Records drawn from a dataset:
=== Section Start ===
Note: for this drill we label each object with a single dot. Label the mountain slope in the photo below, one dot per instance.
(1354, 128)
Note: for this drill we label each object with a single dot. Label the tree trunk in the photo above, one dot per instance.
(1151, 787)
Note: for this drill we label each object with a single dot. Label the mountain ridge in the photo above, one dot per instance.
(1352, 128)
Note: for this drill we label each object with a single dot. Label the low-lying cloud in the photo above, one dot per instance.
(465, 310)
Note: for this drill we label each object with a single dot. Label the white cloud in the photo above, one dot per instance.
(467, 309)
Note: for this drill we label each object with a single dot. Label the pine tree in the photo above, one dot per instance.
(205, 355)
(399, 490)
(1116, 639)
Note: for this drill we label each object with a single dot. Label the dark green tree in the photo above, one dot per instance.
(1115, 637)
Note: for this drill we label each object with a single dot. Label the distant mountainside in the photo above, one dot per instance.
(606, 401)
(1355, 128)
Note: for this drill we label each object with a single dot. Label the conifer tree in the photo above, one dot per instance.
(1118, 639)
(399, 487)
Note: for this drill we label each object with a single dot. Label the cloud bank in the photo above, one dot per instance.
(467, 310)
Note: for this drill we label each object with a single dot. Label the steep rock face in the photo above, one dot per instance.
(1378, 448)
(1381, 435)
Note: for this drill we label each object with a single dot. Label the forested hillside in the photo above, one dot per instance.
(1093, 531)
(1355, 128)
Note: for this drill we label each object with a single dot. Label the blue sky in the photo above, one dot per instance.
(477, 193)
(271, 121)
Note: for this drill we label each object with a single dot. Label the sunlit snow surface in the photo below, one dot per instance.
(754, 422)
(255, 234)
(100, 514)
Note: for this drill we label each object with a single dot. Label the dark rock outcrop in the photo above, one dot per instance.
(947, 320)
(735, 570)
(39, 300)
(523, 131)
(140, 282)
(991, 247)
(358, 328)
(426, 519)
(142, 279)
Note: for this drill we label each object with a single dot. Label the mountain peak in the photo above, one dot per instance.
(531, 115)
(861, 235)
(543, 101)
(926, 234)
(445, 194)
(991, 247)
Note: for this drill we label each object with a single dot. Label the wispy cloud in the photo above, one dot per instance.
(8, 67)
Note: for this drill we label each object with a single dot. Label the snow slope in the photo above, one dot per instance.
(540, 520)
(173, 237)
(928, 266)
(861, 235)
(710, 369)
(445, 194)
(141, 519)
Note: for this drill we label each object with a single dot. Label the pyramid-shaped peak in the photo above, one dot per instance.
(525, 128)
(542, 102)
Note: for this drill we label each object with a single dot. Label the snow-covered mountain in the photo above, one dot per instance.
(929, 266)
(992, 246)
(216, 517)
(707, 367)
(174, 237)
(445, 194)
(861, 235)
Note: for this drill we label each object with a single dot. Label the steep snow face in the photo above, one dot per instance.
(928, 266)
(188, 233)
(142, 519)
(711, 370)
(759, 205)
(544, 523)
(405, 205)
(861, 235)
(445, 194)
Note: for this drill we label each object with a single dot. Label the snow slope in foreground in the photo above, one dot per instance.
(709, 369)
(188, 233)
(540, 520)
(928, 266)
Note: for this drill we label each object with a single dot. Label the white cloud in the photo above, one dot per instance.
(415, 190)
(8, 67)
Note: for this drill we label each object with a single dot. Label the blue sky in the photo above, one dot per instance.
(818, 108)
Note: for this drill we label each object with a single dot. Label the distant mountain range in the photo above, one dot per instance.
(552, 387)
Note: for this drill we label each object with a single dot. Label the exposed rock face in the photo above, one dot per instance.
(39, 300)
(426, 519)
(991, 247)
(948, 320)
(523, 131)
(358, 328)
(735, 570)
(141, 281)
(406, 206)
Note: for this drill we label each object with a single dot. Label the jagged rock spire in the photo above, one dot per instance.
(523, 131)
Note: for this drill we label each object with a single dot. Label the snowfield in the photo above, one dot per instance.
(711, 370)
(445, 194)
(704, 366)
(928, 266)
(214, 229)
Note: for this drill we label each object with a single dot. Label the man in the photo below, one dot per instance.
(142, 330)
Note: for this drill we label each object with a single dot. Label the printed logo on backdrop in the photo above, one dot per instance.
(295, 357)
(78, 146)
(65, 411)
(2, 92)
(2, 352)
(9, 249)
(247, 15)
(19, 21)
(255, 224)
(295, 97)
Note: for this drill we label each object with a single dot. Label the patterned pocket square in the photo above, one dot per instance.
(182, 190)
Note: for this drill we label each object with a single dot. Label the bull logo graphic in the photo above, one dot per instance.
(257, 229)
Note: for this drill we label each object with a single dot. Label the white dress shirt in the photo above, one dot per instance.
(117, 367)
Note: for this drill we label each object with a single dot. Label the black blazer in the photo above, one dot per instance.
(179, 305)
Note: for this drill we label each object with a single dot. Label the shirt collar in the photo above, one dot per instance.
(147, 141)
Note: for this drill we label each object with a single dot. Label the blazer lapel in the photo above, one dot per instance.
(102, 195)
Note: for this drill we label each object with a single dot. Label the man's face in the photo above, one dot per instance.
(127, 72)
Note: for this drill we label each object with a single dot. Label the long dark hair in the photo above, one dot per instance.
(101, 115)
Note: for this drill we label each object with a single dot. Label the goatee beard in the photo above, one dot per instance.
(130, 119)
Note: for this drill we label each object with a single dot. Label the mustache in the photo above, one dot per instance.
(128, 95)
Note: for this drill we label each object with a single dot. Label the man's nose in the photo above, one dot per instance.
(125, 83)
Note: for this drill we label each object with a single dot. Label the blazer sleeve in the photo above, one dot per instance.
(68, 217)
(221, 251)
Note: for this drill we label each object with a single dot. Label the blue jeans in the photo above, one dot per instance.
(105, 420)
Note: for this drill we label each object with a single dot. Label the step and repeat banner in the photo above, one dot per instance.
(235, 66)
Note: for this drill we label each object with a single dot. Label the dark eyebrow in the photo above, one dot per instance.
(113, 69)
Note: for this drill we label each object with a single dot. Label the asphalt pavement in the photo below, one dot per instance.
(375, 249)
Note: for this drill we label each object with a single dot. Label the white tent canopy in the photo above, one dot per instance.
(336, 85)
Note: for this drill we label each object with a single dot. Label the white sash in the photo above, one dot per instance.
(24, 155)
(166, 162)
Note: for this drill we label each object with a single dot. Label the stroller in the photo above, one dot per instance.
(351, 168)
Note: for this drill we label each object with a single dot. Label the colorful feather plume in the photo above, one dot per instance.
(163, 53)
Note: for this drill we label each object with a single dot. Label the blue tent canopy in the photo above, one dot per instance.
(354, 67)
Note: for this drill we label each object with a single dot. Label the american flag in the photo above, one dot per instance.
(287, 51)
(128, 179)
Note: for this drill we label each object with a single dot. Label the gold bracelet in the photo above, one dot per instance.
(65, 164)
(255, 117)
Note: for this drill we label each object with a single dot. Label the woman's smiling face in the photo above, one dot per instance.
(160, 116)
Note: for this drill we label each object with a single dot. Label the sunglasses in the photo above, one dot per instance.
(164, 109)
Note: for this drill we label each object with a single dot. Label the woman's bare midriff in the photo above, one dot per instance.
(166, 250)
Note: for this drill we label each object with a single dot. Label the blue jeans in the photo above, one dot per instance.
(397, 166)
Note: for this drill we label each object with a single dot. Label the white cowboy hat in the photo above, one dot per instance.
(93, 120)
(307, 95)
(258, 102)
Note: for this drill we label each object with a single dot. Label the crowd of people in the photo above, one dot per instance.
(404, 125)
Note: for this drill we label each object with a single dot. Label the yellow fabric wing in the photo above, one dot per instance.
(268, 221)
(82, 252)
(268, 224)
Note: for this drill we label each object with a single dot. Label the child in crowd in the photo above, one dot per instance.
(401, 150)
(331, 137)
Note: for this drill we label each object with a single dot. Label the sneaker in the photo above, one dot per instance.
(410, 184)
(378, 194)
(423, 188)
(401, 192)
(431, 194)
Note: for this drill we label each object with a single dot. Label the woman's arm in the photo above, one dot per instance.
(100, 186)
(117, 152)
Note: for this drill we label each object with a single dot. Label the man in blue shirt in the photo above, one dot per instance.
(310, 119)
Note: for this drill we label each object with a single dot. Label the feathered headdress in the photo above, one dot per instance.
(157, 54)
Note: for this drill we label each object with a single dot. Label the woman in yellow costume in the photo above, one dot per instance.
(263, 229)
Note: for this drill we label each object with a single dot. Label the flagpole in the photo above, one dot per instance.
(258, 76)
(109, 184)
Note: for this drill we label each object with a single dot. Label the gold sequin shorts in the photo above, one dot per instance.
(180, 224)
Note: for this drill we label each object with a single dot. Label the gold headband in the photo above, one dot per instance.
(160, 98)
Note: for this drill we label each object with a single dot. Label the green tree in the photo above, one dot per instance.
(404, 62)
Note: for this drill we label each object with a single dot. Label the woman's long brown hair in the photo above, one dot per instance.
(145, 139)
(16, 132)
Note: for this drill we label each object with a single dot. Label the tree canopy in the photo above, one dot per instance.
=== Section End ===
▶ [DESCRIPTION OF THE TASK]:
Look for "Label the green" in the records. Write out its line and every later line through the end exactly, with nothing more.

▶ [OUTPUT FOR THIS EXERCISE]:
Note: for this drill we label each object with a single dot. Label the green tree in the photo above, one dot per instance.
(404, 62)
Note: for this drill we label each object with a single dot. Label the woman's long brown hair in the photo above, one dot per instance.
(145, 139)
(16, 132)
Note: for this drill we label each object with a single dot. Label the tree canopy in the photo above, one dot per instance.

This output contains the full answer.